Region pointing data:
┄┄┄┄┄┄
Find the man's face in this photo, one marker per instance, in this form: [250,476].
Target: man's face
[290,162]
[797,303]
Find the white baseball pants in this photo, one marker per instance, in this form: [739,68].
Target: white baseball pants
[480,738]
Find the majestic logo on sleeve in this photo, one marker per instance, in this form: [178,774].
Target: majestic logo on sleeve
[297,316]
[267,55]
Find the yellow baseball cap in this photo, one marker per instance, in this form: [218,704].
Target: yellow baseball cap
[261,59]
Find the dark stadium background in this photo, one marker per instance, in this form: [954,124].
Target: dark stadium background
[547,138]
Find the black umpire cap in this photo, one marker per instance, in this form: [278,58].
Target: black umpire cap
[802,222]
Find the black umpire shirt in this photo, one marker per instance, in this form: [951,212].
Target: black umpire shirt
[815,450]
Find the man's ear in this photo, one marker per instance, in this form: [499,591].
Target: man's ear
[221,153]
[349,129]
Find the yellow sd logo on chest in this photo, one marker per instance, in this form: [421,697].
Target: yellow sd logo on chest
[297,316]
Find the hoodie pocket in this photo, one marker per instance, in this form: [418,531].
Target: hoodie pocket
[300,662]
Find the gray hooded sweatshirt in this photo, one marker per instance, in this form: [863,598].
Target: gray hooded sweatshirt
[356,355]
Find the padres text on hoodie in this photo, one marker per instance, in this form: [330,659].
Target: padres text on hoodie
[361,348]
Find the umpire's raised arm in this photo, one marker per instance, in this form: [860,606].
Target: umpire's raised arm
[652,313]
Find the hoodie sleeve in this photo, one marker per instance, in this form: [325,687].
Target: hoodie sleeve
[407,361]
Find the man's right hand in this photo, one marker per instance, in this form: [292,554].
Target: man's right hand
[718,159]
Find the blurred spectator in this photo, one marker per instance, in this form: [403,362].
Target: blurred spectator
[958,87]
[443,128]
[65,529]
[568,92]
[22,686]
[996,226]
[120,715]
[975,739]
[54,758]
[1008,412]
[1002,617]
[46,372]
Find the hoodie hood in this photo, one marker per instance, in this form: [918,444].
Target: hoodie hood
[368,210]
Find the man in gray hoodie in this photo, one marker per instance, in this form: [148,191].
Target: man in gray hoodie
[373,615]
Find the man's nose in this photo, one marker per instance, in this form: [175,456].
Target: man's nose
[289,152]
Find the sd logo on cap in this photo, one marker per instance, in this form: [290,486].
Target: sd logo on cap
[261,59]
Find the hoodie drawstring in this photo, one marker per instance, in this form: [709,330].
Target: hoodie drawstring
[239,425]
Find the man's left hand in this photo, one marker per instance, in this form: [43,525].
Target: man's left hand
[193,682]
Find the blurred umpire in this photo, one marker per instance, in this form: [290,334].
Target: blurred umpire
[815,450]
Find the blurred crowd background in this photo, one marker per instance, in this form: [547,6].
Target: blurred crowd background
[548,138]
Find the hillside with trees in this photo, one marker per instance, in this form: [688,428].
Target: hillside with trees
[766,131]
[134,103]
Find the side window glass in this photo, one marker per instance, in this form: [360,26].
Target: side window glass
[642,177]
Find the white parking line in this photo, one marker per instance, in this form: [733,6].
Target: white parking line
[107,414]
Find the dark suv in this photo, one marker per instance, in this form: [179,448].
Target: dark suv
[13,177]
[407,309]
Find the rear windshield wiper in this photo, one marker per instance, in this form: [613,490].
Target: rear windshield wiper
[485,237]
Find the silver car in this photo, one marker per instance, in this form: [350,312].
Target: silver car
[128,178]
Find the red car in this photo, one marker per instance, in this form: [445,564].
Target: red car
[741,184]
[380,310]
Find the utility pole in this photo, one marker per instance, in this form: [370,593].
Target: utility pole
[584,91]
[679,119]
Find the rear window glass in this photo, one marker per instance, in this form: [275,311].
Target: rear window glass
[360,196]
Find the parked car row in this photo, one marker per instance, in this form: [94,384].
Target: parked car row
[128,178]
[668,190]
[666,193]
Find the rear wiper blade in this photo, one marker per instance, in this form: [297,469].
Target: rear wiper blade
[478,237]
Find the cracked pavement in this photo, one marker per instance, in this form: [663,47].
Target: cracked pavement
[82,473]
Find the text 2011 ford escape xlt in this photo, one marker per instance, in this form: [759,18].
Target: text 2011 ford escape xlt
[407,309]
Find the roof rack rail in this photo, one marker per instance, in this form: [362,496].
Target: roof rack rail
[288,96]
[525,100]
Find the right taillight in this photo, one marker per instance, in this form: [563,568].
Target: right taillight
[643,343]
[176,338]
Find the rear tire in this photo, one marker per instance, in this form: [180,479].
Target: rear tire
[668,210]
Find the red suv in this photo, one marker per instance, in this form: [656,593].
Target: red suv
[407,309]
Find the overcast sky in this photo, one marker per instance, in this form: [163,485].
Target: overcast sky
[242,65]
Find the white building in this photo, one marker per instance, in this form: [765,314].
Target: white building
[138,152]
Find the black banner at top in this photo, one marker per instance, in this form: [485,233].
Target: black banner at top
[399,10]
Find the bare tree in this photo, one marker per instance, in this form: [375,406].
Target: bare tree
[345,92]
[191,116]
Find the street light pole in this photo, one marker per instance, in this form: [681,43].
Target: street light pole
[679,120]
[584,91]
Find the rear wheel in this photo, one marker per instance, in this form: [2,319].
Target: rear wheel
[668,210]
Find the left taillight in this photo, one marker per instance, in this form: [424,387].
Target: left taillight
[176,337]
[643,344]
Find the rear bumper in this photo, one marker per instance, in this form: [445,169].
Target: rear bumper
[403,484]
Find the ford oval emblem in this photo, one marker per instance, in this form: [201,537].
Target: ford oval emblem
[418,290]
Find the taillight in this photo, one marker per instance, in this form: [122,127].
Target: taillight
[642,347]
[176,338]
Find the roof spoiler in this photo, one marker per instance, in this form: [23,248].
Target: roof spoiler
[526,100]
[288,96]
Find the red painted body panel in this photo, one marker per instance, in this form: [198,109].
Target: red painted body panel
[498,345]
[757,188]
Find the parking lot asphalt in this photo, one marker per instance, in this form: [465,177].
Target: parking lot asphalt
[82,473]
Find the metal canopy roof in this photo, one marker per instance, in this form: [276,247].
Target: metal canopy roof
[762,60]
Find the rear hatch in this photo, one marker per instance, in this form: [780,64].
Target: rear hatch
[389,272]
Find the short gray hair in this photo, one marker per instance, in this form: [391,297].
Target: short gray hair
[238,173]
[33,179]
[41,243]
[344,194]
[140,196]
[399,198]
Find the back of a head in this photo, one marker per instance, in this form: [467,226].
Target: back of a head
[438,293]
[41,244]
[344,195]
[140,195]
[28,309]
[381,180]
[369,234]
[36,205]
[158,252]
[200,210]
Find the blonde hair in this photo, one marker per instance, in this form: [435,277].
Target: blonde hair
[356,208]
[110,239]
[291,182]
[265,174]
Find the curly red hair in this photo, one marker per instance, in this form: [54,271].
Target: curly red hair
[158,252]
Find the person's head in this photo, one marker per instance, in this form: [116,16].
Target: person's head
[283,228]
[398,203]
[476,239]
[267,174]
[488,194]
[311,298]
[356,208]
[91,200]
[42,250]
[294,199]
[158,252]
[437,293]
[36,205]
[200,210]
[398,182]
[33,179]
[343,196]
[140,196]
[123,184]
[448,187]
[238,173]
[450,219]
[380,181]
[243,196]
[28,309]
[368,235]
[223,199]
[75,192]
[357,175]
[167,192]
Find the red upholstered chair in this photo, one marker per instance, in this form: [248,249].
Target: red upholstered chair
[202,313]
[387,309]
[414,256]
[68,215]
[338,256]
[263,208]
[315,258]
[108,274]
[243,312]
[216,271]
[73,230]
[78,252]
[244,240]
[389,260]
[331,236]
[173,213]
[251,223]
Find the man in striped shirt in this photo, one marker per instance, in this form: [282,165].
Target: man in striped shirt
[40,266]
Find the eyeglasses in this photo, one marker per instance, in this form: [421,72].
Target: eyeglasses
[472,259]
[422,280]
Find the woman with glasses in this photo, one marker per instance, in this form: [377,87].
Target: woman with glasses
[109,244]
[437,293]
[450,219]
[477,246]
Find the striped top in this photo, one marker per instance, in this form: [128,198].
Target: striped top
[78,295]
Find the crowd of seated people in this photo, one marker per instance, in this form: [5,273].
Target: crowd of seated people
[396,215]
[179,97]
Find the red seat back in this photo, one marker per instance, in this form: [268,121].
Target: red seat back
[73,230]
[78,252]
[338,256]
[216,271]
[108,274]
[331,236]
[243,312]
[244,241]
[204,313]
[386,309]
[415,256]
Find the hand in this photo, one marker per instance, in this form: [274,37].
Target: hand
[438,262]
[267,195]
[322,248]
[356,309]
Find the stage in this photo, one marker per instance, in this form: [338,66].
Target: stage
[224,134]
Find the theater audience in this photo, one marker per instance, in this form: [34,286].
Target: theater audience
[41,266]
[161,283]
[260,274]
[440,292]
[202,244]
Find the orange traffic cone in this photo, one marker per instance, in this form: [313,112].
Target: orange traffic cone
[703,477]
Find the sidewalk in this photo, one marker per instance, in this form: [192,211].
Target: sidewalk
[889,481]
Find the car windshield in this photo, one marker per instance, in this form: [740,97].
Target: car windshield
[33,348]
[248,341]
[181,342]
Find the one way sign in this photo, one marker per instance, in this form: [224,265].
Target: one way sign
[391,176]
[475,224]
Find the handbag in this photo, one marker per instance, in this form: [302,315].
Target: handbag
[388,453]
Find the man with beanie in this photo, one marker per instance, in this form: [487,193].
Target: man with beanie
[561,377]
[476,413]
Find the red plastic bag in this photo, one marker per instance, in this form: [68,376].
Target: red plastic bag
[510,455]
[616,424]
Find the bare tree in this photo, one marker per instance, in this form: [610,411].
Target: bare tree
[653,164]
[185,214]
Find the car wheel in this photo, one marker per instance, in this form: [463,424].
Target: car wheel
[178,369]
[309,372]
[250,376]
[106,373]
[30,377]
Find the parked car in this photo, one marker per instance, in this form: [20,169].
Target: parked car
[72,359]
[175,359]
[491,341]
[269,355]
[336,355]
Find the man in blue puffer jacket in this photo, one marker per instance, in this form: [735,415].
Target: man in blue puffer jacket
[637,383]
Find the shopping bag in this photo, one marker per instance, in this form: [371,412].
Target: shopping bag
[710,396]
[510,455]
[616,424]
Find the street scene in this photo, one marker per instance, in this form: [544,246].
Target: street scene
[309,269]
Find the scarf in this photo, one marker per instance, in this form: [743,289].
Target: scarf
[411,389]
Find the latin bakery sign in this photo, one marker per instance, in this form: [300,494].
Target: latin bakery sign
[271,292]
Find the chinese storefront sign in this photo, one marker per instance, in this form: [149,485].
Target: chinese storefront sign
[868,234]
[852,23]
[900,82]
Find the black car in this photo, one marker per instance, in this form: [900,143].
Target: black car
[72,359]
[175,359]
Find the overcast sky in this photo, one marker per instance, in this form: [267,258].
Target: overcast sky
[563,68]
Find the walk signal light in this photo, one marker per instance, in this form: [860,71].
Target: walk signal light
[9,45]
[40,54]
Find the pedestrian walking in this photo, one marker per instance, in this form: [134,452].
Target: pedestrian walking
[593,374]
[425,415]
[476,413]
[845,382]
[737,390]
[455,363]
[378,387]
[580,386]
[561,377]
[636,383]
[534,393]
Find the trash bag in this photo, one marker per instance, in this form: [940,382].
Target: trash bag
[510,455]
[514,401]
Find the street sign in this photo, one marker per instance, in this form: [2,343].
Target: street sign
┄┄┄┄┄┄
_What the task asks_. Write out each line exactly, beginning at the one with "Find the man in blue" and ending at the final line of the records above, with nothing added.

_Written answer_.
Find the man in blue puffer jacket in this photo, one marker per instance, in this form: [735,415].
Target: man in blue puffer jacket
[637,383]
Find the shopping bag in this photo, one marker per instance, in this form: [371,412].
Target: shopping bag
[710,396]
[510,455]
[616,424]
Find the street scene in this photo, one marker per instance, in this form: [544,246].
Target: street scene
[309,269]
Find the scarf in this photo, one marker per instance, in this form: [743,289].
Target: scarf
[411,389]
Find the latin bakery sign in this photo, one marker per instance, in this form: [300,494].
Target: latin bakery sign
[271,292]
Find the chinese storefront sign in this photo, one marker per instance, in this form: [149,485].
Target: chinese storefront sign
[868,234]
[852,23]
[900,82]
Find the black car in this photo, one marker per instance, in this form: [900,143].
Target: black car
[72,359]
[175,359]
Find the overcast sky in this photo, one marker per instance, in this form: [267,258].
Target: overcast sky
[563,68]
Find the walk signal light in this photo, one marker per instance, in this form: [860,71].
Target: walk signal light
[9,45]
[40,54]
Find the pedestrian walking in this photo, one marker per instance, in this form: [134,452].
Target: pedestrian walking
[593,374]
[425,415]
[476,413]
[845,382]
[737,390]
[455,363]
[378,387]
[580,386]
[561,377]
[636,383]
[534,393]
Find the trash bag in this photo, one marker per instance, in this form: [940,382].
Target: trash bag
[510,455]
[514,401]
Find the street sign in this photo, one marker per instance, in this form: [2,343].
Target: street sign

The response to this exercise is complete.